------ DATA RECORDS

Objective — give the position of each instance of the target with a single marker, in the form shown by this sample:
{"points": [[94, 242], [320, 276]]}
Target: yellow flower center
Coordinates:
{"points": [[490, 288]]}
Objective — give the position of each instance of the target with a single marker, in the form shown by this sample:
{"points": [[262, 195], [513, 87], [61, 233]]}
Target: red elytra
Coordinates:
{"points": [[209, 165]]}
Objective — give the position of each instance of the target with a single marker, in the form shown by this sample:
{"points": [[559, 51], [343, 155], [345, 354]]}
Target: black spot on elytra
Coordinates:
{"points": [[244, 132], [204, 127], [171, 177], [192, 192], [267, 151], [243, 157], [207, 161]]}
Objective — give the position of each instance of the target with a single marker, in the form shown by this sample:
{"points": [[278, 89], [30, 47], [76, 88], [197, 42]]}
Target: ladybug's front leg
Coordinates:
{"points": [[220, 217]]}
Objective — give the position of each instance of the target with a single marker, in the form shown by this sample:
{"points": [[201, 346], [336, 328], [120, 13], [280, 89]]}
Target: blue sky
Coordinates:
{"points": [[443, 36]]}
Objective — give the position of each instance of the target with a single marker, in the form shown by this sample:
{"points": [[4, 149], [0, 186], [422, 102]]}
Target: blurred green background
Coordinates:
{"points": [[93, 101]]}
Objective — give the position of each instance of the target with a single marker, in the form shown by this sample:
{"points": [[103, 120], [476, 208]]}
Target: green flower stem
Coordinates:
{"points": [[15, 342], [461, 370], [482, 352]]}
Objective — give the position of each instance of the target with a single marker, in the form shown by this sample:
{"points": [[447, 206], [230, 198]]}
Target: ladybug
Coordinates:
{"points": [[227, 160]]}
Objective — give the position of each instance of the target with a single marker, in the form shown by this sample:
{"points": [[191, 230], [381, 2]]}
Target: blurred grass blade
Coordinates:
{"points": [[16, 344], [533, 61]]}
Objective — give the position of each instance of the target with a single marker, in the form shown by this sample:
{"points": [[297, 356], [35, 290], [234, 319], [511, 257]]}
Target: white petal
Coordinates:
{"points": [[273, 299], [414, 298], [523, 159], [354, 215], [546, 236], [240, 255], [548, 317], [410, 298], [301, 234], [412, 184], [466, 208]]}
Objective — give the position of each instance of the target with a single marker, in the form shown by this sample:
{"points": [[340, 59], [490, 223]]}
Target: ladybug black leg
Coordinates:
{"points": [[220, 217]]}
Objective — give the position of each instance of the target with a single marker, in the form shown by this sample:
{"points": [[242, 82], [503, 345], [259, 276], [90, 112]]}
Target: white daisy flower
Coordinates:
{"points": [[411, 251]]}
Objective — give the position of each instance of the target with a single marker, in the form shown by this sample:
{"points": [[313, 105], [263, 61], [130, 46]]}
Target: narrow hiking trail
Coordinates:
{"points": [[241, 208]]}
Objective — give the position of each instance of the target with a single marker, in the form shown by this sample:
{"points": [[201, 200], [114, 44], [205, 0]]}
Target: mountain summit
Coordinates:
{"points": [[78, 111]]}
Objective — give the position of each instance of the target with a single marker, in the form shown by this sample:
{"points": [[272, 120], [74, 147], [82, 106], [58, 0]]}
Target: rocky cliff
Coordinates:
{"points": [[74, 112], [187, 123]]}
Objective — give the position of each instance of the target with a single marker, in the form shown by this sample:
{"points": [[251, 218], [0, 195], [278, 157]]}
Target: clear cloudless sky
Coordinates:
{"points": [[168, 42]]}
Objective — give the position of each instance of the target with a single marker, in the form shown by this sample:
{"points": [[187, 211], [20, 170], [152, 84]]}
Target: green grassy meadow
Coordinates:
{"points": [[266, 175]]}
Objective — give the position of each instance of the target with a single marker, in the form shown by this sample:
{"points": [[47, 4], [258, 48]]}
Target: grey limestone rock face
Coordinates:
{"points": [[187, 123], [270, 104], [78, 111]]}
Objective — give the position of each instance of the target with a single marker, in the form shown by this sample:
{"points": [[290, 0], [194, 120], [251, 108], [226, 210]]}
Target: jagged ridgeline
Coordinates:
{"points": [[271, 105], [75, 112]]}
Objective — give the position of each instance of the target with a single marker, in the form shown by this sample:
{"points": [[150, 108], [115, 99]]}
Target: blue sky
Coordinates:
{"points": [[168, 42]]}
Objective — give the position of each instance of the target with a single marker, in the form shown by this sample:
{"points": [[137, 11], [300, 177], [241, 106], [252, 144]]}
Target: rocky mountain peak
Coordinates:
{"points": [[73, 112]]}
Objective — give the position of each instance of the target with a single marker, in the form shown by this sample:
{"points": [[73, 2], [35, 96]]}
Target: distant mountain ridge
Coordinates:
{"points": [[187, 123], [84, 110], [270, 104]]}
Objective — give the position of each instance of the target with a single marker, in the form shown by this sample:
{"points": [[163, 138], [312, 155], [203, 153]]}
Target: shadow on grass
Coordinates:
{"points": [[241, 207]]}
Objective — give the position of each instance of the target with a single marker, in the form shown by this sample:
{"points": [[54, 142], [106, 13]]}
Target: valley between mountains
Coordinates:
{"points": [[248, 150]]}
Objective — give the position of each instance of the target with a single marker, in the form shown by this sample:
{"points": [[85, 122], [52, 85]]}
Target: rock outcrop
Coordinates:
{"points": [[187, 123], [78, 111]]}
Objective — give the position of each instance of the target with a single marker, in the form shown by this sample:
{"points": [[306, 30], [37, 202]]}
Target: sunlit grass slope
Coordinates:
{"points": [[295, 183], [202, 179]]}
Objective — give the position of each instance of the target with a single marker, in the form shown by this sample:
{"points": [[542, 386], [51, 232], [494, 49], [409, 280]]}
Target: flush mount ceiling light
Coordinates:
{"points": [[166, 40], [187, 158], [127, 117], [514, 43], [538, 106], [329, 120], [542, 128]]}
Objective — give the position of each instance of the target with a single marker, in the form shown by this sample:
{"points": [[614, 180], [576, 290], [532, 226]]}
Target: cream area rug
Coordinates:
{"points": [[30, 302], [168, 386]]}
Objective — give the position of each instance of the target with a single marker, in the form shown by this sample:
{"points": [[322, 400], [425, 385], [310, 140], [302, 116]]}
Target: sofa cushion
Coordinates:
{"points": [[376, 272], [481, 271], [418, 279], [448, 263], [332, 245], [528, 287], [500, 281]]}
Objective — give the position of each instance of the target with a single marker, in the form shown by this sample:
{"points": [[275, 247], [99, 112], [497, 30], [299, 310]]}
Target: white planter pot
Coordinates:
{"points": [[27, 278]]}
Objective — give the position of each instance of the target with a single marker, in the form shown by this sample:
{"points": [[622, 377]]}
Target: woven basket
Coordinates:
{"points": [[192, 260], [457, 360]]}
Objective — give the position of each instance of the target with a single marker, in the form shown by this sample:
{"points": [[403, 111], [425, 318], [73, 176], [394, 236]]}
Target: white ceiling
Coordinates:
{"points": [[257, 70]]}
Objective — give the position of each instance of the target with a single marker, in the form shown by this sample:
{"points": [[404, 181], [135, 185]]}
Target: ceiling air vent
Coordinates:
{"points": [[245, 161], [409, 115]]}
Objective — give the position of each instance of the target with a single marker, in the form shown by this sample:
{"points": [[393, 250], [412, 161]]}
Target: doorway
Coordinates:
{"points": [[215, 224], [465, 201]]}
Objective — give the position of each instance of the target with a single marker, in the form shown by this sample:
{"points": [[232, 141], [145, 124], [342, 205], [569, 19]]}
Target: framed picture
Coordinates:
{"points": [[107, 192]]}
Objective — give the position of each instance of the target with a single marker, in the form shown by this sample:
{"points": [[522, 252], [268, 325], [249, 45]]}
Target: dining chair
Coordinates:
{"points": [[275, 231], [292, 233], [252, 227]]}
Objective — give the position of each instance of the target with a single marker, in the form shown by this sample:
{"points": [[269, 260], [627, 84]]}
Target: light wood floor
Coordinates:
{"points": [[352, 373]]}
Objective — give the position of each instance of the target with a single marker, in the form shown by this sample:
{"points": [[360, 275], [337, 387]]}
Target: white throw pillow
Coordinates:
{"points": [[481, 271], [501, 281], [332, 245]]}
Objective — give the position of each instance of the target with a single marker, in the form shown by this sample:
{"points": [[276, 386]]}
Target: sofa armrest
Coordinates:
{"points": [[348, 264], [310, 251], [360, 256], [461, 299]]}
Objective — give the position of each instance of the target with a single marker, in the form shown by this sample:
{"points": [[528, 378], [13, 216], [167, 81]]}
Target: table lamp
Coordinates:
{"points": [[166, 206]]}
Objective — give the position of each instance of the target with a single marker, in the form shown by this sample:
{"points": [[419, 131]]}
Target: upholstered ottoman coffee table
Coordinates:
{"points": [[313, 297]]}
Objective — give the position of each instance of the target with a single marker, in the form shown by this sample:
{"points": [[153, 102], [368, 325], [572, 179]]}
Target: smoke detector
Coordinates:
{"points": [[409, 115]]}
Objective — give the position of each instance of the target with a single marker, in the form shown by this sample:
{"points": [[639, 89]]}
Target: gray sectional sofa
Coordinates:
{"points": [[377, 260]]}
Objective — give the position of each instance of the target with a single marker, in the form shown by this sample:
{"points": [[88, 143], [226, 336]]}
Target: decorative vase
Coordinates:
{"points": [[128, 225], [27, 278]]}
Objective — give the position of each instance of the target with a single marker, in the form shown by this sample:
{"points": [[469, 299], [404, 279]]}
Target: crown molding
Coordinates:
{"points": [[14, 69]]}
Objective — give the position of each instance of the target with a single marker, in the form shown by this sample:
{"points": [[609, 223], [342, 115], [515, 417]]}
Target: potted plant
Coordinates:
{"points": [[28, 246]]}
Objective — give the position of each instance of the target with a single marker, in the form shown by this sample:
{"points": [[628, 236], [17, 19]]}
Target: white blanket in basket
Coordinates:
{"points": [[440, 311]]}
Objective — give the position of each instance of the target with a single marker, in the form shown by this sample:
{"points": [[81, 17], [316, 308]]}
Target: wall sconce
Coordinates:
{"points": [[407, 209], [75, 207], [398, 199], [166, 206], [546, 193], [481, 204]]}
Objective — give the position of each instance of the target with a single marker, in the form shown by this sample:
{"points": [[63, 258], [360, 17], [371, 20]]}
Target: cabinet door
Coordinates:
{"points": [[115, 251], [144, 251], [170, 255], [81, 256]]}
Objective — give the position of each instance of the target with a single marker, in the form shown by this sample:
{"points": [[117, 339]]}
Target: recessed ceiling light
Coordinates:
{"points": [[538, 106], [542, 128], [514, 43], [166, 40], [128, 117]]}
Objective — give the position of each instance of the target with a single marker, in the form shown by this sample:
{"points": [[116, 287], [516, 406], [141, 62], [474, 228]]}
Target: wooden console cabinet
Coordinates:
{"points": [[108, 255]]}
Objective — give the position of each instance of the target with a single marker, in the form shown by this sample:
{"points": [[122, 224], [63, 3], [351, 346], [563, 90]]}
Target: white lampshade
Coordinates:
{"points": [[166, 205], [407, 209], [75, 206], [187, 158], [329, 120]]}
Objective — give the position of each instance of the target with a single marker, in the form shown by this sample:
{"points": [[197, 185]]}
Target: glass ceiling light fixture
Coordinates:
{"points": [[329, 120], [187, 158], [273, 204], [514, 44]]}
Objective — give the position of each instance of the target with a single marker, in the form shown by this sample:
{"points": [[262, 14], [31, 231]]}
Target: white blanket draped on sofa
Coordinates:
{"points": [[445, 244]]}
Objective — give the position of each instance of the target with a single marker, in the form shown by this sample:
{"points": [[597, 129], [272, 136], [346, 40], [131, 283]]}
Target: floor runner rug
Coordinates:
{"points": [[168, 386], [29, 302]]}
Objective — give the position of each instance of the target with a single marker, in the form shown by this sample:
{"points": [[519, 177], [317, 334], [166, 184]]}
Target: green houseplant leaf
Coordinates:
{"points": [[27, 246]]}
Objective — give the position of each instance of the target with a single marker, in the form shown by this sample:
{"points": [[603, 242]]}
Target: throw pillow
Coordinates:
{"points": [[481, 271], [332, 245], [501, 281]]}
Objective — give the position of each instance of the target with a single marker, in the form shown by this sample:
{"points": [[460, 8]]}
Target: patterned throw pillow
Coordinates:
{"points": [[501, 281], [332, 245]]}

------------

• [ABOUT THIS EXERCISE]: State how many lines in the entries above include the word "blanket"; reply with the number alone.

• [SOLUTION TO THIS TASK]: 2